▸ EXERCISE DESCRIPTION
Report every line of the records below that contains the word "water", copying each such line in full.

⟨

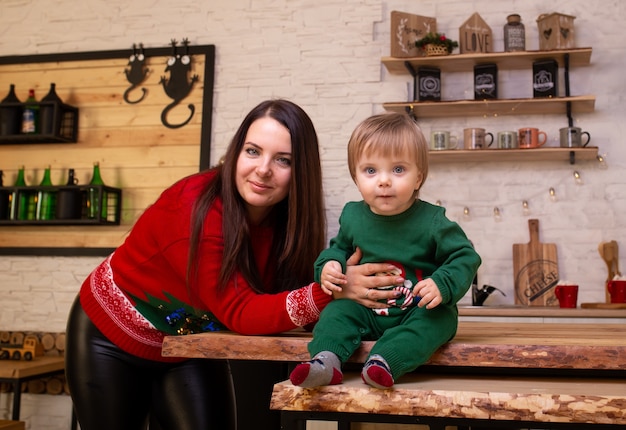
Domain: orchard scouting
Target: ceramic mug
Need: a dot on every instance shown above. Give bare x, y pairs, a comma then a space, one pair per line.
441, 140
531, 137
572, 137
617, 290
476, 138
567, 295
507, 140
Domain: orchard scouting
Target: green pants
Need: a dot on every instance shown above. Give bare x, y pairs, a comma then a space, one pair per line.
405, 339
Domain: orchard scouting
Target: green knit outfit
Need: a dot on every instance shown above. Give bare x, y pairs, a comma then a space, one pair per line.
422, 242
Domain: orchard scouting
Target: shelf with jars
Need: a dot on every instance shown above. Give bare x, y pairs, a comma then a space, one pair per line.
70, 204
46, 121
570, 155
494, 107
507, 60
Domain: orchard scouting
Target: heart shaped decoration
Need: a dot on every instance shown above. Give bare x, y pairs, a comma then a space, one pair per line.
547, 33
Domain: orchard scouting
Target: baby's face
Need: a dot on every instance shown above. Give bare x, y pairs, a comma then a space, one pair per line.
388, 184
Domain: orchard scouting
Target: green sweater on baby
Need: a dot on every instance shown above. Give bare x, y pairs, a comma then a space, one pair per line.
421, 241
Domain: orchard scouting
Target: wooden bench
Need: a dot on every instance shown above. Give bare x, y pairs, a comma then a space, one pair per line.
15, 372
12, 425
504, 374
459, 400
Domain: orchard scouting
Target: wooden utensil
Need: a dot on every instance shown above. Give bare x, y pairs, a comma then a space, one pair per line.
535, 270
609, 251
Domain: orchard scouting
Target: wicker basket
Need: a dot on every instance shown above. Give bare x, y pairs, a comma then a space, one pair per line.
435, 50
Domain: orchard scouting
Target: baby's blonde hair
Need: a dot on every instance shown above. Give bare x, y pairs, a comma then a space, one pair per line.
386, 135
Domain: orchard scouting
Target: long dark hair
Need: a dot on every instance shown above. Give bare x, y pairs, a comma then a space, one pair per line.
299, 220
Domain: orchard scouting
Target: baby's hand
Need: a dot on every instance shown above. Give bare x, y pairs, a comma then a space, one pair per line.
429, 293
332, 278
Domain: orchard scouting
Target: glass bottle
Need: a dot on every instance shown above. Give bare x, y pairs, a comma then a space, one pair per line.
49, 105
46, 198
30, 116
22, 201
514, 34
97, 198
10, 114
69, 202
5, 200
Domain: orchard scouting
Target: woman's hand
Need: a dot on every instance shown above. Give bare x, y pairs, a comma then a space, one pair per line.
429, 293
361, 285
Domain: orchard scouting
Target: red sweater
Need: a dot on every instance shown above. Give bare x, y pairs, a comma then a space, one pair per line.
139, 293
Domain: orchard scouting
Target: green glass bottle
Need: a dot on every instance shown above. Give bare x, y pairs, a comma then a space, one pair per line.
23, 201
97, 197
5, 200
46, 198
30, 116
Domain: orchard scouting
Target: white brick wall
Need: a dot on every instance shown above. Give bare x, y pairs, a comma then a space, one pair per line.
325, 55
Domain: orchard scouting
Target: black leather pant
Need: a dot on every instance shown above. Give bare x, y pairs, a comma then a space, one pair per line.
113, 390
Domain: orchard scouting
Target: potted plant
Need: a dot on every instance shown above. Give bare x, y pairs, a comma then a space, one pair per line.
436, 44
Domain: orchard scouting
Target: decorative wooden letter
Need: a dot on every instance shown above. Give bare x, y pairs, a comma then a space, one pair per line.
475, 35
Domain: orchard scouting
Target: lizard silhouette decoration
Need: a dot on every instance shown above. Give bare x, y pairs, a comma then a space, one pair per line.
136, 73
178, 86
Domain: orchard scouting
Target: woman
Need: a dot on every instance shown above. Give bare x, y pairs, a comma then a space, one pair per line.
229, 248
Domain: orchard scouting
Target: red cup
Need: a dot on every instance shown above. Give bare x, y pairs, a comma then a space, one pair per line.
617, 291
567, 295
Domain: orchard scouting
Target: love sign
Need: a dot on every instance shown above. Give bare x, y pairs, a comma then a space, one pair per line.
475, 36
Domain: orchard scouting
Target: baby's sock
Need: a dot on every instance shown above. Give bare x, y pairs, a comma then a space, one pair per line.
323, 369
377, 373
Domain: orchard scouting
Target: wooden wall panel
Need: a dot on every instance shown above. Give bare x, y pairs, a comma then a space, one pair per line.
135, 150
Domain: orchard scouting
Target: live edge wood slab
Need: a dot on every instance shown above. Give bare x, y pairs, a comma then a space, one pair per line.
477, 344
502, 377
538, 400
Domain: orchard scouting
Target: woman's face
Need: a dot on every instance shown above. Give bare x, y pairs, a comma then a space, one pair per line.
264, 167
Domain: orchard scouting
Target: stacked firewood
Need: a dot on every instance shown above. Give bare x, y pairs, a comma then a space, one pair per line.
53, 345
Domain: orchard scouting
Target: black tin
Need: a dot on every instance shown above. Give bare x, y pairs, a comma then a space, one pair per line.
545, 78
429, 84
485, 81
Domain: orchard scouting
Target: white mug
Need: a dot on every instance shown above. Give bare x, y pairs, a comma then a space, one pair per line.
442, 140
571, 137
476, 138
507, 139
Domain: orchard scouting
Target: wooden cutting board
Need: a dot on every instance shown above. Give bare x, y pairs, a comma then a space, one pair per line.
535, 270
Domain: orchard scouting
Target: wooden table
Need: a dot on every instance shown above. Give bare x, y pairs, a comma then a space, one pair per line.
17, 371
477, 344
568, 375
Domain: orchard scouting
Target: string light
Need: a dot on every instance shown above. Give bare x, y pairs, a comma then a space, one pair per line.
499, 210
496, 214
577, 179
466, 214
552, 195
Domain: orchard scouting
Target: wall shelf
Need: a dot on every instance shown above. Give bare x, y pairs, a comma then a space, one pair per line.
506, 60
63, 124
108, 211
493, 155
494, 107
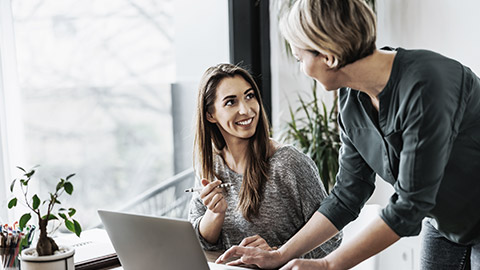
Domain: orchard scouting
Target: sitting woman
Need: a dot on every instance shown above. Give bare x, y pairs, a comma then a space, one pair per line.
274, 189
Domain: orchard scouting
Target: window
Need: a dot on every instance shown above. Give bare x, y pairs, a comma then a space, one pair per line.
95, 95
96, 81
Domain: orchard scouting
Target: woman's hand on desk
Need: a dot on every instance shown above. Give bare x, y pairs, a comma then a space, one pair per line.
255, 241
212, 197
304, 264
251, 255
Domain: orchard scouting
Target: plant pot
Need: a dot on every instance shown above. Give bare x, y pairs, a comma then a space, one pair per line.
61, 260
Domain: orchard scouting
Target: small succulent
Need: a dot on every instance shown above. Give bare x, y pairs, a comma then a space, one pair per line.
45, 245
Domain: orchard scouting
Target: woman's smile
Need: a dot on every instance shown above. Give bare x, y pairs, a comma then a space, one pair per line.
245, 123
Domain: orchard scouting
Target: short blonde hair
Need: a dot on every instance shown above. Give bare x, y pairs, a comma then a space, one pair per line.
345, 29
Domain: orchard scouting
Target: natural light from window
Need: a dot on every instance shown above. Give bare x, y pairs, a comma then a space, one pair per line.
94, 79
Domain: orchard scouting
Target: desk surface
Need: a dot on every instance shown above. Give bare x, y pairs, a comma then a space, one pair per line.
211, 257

⟩
⟨

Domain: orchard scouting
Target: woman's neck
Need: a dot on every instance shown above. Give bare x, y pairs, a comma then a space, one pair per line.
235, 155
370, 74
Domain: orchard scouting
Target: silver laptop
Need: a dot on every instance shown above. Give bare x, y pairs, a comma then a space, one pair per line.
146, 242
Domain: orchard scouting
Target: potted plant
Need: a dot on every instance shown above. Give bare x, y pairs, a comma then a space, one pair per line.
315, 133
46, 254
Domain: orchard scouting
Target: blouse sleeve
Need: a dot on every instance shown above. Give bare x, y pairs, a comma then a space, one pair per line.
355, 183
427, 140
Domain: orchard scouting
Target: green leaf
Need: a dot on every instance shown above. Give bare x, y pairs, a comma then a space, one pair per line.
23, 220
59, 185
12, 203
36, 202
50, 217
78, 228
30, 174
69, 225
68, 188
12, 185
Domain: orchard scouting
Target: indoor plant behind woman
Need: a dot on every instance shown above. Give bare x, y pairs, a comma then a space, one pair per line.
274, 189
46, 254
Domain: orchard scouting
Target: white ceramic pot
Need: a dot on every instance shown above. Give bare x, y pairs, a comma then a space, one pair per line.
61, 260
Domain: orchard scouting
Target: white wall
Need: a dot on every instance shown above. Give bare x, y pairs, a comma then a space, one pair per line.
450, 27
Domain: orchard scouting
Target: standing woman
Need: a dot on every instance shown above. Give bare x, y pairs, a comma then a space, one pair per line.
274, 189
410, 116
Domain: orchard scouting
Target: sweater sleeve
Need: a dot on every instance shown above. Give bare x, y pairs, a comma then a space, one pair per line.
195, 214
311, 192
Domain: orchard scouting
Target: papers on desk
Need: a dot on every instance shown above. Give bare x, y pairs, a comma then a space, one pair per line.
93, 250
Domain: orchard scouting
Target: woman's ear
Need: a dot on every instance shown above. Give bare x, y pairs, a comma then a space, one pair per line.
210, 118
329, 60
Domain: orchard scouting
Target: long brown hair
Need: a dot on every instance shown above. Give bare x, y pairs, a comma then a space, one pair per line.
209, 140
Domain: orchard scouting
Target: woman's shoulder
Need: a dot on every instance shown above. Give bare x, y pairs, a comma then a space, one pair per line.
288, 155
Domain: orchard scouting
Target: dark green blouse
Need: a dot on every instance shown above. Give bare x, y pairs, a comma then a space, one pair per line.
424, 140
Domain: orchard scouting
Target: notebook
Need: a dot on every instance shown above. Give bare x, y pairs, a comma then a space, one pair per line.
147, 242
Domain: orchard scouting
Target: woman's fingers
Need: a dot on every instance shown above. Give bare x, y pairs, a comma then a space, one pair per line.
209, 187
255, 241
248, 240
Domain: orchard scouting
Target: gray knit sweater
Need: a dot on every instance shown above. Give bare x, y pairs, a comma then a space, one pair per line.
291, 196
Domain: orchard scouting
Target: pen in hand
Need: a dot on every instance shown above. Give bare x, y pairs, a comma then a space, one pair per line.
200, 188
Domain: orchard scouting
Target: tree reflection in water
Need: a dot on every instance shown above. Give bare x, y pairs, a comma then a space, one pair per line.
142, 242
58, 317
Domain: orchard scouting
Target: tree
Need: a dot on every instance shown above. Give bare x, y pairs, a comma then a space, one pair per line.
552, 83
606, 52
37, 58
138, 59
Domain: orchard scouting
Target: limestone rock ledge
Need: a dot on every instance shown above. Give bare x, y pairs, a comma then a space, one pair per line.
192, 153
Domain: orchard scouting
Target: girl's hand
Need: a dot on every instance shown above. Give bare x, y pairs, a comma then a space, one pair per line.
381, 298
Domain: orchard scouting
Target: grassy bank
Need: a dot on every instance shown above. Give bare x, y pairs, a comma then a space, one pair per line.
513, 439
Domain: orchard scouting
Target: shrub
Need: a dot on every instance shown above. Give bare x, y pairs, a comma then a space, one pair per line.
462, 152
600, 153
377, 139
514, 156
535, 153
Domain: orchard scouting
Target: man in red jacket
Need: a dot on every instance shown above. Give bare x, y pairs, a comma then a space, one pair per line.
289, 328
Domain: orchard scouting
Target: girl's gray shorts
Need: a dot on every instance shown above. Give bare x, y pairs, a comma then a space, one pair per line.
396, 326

⟩
⟨

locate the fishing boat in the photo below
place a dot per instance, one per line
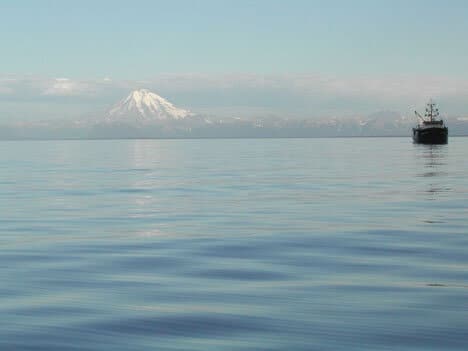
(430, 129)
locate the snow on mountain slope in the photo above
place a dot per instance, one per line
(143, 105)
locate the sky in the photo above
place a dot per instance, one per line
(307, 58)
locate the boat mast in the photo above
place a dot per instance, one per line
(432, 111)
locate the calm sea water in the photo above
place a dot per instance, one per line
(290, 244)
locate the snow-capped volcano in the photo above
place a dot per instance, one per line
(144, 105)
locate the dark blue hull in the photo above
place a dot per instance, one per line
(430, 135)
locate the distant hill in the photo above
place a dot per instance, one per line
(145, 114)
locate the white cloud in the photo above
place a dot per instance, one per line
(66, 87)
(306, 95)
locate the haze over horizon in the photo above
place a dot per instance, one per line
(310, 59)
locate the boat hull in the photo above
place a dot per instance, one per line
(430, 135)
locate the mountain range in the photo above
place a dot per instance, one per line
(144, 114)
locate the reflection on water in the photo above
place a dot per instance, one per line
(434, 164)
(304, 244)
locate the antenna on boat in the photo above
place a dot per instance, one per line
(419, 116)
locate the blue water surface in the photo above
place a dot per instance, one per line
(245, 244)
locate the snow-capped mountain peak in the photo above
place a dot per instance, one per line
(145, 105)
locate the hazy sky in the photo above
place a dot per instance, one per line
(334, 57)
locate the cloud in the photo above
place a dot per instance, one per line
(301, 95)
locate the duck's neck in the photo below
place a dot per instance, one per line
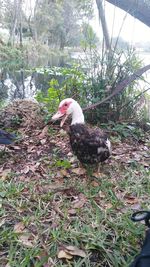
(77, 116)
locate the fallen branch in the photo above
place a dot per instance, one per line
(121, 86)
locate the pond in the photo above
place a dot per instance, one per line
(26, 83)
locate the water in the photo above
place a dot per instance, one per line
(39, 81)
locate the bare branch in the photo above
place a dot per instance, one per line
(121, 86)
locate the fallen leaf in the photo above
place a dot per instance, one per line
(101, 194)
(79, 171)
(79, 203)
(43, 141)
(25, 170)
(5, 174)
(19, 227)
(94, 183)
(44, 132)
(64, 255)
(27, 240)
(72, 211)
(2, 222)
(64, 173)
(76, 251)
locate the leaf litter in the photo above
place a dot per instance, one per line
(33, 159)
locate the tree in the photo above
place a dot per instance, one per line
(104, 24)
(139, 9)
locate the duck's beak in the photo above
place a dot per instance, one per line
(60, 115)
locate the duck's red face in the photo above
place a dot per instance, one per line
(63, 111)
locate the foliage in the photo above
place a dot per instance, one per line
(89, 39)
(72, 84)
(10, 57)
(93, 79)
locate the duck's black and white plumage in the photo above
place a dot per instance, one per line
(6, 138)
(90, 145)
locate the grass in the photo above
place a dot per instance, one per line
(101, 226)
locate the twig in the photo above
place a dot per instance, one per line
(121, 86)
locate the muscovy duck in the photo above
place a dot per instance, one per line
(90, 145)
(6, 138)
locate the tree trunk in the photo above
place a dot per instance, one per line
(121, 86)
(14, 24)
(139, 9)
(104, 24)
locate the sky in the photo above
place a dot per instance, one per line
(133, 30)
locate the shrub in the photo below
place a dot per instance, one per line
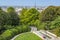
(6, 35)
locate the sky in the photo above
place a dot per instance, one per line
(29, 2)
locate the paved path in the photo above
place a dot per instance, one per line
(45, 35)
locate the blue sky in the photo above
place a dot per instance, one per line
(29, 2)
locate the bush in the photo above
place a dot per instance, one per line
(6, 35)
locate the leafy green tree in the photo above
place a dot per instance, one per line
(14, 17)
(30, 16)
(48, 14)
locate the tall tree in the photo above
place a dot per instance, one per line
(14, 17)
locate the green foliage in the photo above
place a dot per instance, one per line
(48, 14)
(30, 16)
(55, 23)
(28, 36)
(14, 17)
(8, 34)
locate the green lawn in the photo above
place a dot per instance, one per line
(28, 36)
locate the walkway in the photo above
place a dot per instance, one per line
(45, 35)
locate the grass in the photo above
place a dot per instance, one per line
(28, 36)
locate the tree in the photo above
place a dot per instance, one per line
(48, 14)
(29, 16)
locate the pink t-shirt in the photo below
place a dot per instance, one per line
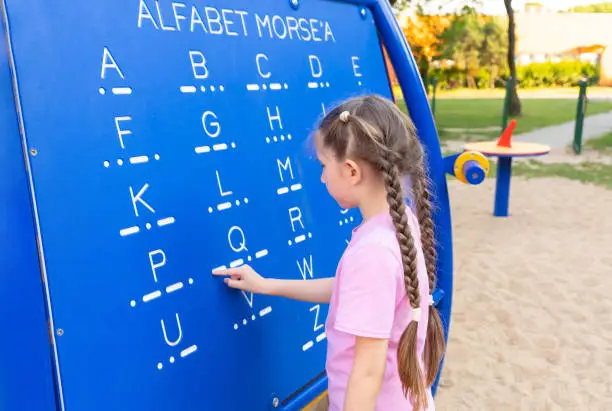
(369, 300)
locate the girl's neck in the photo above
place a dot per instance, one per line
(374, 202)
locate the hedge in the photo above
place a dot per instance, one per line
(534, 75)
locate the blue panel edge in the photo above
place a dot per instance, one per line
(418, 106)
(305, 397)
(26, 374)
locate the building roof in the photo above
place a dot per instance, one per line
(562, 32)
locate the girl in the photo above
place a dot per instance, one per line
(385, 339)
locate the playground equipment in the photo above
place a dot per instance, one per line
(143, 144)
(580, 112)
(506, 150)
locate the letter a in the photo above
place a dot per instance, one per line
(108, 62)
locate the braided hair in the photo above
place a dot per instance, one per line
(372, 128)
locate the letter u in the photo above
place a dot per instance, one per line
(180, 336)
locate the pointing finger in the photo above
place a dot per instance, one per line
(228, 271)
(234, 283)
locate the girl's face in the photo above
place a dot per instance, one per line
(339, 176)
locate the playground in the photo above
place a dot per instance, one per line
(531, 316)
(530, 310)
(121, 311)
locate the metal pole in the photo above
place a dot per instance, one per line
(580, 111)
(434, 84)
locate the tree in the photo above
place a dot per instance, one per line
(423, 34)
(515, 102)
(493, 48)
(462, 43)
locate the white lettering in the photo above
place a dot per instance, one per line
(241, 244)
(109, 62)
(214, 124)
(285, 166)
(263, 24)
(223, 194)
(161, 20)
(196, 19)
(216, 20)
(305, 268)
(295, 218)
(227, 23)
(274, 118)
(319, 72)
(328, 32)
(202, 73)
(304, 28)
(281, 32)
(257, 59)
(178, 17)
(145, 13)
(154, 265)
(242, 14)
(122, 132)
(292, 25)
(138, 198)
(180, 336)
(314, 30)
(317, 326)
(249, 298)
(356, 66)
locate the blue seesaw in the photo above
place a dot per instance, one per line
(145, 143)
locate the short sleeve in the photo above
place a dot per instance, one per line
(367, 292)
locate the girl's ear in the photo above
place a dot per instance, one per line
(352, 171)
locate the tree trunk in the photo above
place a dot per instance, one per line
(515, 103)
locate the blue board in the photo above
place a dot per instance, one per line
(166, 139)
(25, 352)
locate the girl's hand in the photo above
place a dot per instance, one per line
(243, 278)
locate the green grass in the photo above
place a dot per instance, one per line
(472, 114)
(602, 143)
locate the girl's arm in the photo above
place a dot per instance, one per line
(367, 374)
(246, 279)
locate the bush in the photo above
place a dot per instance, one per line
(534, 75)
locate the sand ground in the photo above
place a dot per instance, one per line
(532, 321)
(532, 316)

⟩

▸ FULL OUTPUT
Target: tree reflection in water
locate the calm sea water in the photo above
locate the reflection on water in the photo above
locate the blue water surface in the photo above
locate the water in the photo above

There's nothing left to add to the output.